*** Page ***

Deloitte publishes annual DC benchmarking survey

There continues to be limited interest in in-plan annuities, with 6% of plans offering this option in 2013, up from 4% in 2012. Ten percent of plan sponsors indicated they are looking into adding an accumulation annuity to their current plan.

In 2013 and early 2014, Deloitte conducted an online DC plan survey of 401(k) and 403(b) plans, collecting data from 265 plan sponsors. The report on the survey provides an overview of the plan features, policies, objectives, and attitudes of the DC plan sponsors participating in the survey.  

There continued to be limited interest in in-plan annuities, with 6% of plans offering this option in 2013, up from 4% in 2012. (See chart from report at right.) Four percent of plans offered exchange-traded funds (ETFs), a two percentage-point increase from 2012. Ten percent of plan sponsors indicated they are looking into adding an accumulation annuity to their current plan with 12% looking into adding an annuity purchase option and/or annuity selection software for final plan distributions.

*** Data supplied ***

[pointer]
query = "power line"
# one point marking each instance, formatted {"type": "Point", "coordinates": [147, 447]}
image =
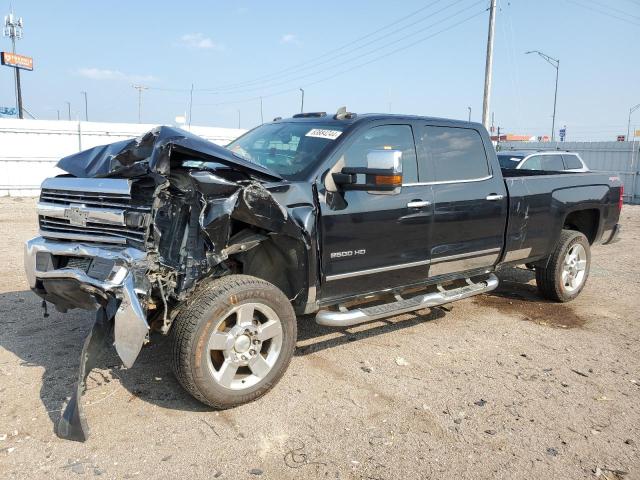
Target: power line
{"type": "Point", "coordinates": [360, 65]}
{"type": "Point", "coordinates": [623, 12]}
{"type": "Point", "coordinates": [603, 12]}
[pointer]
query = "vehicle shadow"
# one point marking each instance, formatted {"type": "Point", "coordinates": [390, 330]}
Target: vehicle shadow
{"type": "Point", "coordinates": [54, 345]}
{"type": "Point", "coordinates": [515, 285]}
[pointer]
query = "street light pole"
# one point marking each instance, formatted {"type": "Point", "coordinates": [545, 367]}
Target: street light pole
{"type": "Point", "coordinates": [86, 107]}
{"type": "Point", "coordinates": [261, 114]}
{"type": "Point", "coordinates": [140, 88]}
{"type": "Point", "coordinates": [488, 71]}
{"type": "Point", "coordinates": [13, 30]}
{"type": "Point", "coordinates": [555, 63]}
{"type": "Point", "coordinates": [631, 110]}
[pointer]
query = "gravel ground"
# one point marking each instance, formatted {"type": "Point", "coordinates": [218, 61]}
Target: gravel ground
{"type": "Point", "coordinates": [504, 385]}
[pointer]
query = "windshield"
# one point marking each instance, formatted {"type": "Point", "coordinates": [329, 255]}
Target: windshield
{"type": "Point", "coordinates": [288, 149]}
{"type": "Point", "coordinates": [509, 161]}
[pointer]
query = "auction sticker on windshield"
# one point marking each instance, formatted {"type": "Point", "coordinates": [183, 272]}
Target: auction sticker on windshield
{"type": "Point", "coordinates": [322, 133]}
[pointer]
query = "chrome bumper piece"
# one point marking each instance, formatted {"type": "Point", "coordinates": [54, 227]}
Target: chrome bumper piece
{"type": "Point", "coordinates": [347, 318]}
{"type": "Point", "coordinates": [124, 282]}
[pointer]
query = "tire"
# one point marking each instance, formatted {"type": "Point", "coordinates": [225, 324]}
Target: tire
{"type": "Point", "coordinates": [565, 273]}
{"type": "Point", "coordinates": [234, 341]}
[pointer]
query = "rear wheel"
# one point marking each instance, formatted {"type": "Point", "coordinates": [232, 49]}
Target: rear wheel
{"type": "Point", "coordinates": [234, 341]}
{"type": "Point", "coordinates": [564, 275]}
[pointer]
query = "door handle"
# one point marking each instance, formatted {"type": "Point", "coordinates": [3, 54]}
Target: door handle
{"type": "Point", "coordinates": [494, 197]}
{"type": "Point", "coordinates": [418, 204]}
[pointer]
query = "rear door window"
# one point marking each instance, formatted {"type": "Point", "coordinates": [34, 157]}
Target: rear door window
{"type": "Point", "coordinates": [572, 162]}
{"type": "Point", "coordinates": [457, 154]}
{"type": "Point", "coordinates": [552, 163]}
{"type": "Point", "coordinates": [532, 163]}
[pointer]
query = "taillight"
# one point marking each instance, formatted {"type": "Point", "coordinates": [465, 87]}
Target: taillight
{"type": "Point", "coordinates": [620, 199]}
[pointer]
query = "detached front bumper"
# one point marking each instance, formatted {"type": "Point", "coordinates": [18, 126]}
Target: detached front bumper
{"type": "Point", "coordinates": [73, 275]}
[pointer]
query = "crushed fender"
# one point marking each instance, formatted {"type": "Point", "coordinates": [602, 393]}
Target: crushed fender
{"type": "Point", "coordinates": [193, 211]}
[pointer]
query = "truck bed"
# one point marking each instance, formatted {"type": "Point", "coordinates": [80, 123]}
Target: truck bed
{"type": "Point", "coordinates": [541, 204]}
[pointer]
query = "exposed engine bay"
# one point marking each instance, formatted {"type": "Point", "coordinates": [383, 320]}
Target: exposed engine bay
{"type": "Point", "coordinates": [136, 226]}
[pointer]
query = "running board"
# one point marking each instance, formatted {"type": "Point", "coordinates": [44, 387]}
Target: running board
{"type": "Point", "coordinates": [347, 318]}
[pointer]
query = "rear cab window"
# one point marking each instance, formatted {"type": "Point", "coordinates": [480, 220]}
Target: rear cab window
{"type": "Point", "coordinates": [509, 161]}
{"type": "Point", "coordinates": [571, 162]}
{"type": "Point", "coordinates": [457, 154]}
{"type": "Point", "coordinates": [552, 163]}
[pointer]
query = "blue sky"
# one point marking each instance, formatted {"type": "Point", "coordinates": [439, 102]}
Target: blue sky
{"type": "Point", "coordinates": [241, 51]}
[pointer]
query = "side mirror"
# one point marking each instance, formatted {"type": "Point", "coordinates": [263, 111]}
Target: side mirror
{"type": "Point", "coordinates": [382, 175]}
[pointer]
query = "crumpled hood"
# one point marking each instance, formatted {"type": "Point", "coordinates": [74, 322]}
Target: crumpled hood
{"type": "Point", "coordinates": [151, 152]}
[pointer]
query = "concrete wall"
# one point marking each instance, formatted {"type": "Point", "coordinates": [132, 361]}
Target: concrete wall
{"type": "Point", "coordinates": [619, 157]}
{"type": "Point", "coordinates": [29, 149]}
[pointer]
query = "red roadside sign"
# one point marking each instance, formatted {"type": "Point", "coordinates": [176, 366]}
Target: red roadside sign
{"type": "Point", "coordinates": [18, 61]}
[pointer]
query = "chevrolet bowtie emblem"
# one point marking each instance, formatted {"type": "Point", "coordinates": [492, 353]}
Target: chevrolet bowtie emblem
{"type": "Point", "coordinates": [76, 215]}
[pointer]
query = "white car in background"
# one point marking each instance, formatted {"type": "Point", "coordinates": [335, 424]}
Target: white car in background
{"type": "Point", "coordinates": [553, 161]}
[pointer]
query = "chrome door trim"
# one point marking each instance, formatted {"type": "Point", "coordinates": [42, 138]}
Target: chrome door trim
{"type": "Point", "coordinates": [340, 276]}
{"type": "Point", "coordinates": [494, 197]}
{"type": "Point", "coordinates": [458, 256]}
{"type": "Point", "coordinates": [370, 271]}
{"type": "Point", "coordinates": [445, 182]}
{"type": "Point", "coordinates": [419, 204]}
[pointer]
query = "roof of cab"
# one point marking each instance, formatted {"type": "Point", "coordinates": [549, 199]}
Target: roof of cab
{"type": "Point", "coordinates": [526, 153]}
{"type": "Point", "coordinates": [330, 119]}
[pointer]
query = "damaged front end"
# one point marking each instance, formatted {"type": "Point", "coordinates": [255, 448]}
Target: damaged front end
{"type": "Point", "coordinates": [136, 226]}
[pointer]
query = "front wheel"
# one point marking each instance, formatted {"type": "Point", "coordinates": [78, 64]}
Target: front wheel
{"type": "Point", "coordinates": [564, 275]}
{"type": "Point", "coordinates": [234, 341]}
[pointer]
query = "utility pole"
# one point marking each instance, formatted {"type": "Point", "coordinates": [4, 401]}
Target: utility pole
{"type": "Point", "coordinates": [13, 30]}
{"type": "Point", "coordinates": [140, 88]}
{"type": "Point", "coordinates": [631, 110]}
{"type": "Point", "coordinates": [488, 71]}
{"type": "Point", "coordinates": [555, 63]}
{"type": "Point", "coordinates": [86, 107]}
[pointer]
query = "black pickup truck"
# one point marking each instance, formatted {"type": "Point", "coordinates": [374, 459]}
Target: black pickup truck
{"type": "Point", "coordinates": [348, 217]}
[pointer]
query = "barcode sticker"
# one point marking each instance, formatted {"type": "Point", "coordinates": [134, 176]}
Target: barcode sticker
{"type": "Point", "coordinates": [321, 133]}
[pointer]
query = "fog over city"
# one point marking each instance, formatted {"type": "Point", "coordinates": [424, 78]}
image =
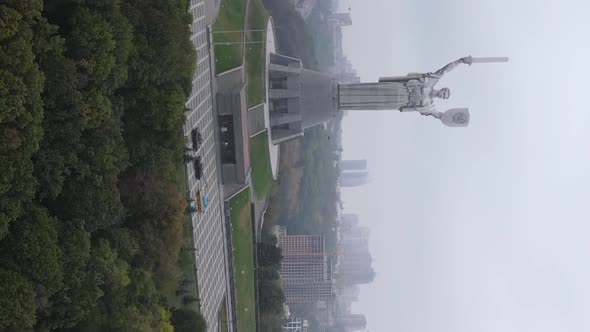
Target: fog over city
{"type": "Point", "coordinates": [481, 228]}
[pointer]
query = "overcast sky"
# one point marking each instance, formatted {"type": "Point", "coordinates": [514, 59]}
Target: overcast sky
{"type": "Point", "coordinates": [484, 228]}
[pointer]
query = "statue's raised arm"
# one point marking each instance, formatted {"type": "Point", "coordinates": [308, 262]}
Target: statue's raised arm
{"type": "Point", "coordinates": [466, 60]}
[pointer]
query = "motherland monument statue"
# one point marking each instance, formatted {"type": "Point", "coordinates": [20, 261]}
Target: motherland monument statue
{"type": "Point", "coordinates": [413, 92]}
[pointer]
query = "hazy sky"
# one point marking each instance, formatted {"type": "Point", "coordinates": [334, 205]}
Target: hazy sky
{"type": "Point", "coordinates": [484, 228]}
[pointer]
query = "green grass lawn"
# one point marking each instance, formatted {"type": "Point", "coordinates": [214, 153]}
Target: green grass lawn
{"type": "Point", "coordinates": [231, 17]}
{"type": "Point", "coordinates": [243, 246]}
{"type": "Point", "coordinates": [186, 260]}
{"type": "Point", "coordinates": [260, 163]}
{"type": "Point", "coordinates": [256, 54]}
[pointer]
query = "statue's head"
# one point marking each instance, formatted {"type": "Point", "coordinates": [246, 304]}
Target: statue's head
{"type": "Point", "coordinates": [444, 93]}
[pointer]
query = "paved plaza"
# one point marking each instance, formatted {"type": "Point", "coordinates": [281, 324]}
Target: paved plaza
{"type": "Point", "coordinates": [209, 232]}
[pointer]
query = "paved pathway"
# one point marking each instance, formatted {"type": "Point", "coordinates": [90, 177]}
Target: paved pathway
{"type": "Point", "coordinates": [209, 233]}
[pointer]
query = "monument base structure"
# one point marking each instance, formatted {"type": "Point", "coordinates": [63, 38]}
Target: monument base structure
{"type": "Point", "coordinates": [300, 98]}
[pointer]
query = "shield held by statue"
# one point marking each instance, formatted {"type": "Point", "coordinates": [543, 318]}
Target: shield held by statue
{"type": "Point", "coordinates": [455, 117]}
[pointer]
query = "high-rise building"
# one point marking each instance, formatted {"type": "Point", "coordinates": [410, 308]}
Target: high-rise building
{"type": "Point", "coordinates": [348, 221]}
{"type": "Point", "coordinates": [354, 261]}
{"type": "Point", "coordinates": [341, 19]}
{"type": "Point", "coordinates": [354, 165]}
{"type": "Point", "coordinates": [353, 321]}
{"type": "Point", "coordinates": [306, 270]}
{"type": "Point", "coordinates": [295, 325]}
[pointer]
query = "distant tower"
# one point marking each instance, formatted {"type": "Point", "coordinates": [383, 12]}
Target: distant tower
{"type": "Point", "coordinates": [354, 321]}
{"type": "Point", "coordinates": [353, 165]}
{"type": "Point", "coordinates": [341, 19]}
{"type": "Point", "coordinates": [354, 178]}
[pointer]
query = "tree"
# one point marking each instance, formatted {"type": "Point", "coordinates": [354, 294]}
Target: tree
{"type": "Point", "coordinates": [21, 84]}
{"type": "Point", "coordinates": [17, 301]}
{"type": "Point", "coordinates": [185, 320]}
{"type": "Point", "coordinates": [268, 254]}
{"type": "Point", "coordinates": [31, 248]}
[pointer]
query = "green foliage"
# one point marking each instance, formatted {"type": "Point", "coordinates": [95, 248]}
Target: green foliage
{"type": "Point", "coordinates": [256, 54]}
{"type": "Point", "coordinates": [91, 219]}
{"type": "Point", "coordinates": [17, 301]}
{"type": "Point", "coordinates": [294, 38]}
{"type": "Point", "coordinates": [156, 216]}
{"type": "Point", "coordinates": [231, 18]}
{"type": "Point", "coordinates": [243, 259]}
{"type": "Point", "coordinates": [31, 248]}
{"type": "Point", "coordinates": [271, 296]}
{"type": "Point", "coordinates": [185, 320]}
{"type": "Point", "coordinates": [260, 163]}
{"type": "Point", "coordinates": [81, 290]}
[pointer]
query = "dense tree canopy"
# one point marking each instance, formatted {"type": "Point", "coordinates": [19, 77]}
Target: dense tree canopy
{"type": "Point", "coordinates": [21, 84]}
{"type": "Point", "coordinates": [92, 99]}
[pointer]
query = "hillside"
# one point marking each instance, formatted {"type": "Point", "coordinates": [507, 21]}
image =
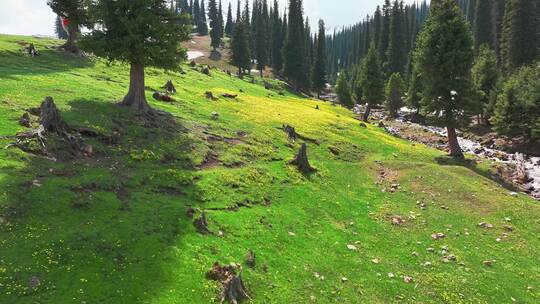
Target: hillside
{"type": "Point", "coordinates": [382, 220]}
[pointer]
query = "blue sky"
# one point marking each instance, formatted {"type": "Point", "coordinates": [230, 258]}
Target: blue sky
{"type": "Point", "coordinates": [31, 17]}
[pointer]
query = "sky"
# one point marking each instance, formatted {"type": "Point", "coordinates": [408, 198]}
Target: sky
{"type": "Point", "coordinates": [34, 17]}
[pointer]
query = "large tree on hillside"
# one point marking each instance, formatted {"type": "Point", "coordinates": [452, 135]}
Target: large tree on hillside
{"type": "Point", "coordinates": [229, 25]}
{"type": "Point", "coordinates": [319, 69]}
{"type": "Point", "coordinates": [371, 81]}
{"type": "Point", "coordinates": [240, 48]}
{"type": "Point", "coordinates": [485, 76]}
{"type": "Point", "coordinates": [483, 24]}
{"type": "Point", "coordinates": [277, 39]}
{"type": "Point", "coordinates": [517, 111]}
{"type": "Point", "coordinates": [520, 34]}
{"type": "Point", "coordinates": [343, 91]}
{"type": "Point", "coordinates": [444, 58]}
{"type": "Point", "coordinates": [215, 27]}
{"type": "Point", "coordinates": [395, 90]}
{"type": "Point", "coordinates": [262, 39]}
{"type": "Point", "coordinates": [142, 33]}
{"type": "Point", "coordinates": [59, 29]}
{"type": "Point", "coordinates": [294, 50]}
{"type": "Point", "coordinates": [396, 54]}
{"type": "Point", "coordinates": [76, 13]}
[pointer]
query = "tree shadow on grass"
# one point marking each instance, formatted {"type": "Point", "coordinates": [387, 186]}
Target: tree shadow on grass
{"type": "Point", "coordinates": [15, 63]}
{"type": "Point", "coordinates": [97, 229]}
{"type": "Point", "coordinates": [472, 165]}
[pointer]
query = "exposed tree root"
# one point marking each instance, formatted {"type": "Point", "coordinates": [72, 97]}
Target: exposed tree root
{"type": "Point", "coordinates": [52, 132]}
{"type": "Point", "coordinates": [169, 87]}
{"type": "Point", "coordinates": [234, 289]}
{"type": "Point", "coordinates": [201, 224]}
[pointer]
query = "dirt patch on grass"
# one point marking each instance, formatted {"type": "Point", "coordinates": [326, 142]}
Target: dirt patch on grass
{"type": "Point", "coordinates": [347, 152]}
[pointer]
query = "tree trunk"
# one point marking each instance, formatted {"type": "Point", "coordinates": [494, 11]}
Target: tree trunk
{"type": "Point", "coordinates": [301, 161]}
{"type": "Point", "coordinates": [453, 144]}
{"type": "Point", "coordinates": [136, 97]}
{"type": "Point", "coordinates": [366, 114]}
{"type": "Point", "coordinates": [70, 45]}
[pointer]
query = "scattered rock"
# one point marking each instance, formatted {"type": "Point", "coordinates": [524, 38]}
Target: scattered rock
{"type": "Point", "coordinates": [34, 282]}
{"type": "Point", "coordinates": [352, 247]}
{"type": "Point", "coordinates": [438, 236]}
{"type": "Point", "coordinates": [397, 220]}
{"type": "Point", "coordinates": [485, 225]}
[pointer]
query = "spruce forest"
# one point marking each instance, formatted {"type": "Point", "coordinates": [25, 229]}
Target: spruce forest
{"type": "Point", "coordinates": [256, 151]}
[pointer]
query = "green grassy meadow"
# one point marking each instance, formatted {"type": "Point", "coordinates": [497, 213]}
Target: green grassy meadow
{"type": "Point", "coordinates": [112, 228]}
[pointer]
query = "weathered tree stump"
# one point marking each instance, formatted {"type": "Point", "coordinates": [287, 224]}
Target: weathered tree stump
{"type": "Point", "coordinates": [234, 289]}
{"type": "Point", "coordinates": [201, 224]}
{"type": "Point", "coordinates": [50, 117]}
{"type": "Point", "coordinates": [31, 50]}
{"type": "Point", "coordinates": [162, 97]}
{"type": "Point", "coordinates": [301, 161]}
{"type": "Point", "coordinates": [230, 96]}
{"type": "Point", "coordinates": [169, 87]}
{"type": "Point", "coordinates": [206, 71]}
{"type": "Point", "coordinates": [291, 132]}
{"type": "Point", "coordinates": [250, 258]}
{"type": "Point", "coordinates": [210, 95]}
{"type": "Point", "coordinates": [25, 120]}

***

▸ **Do this**
According to the Deloitte survey article, how many plan sponsors supplied data?

▸ **Written solution**
265 plan sponsors.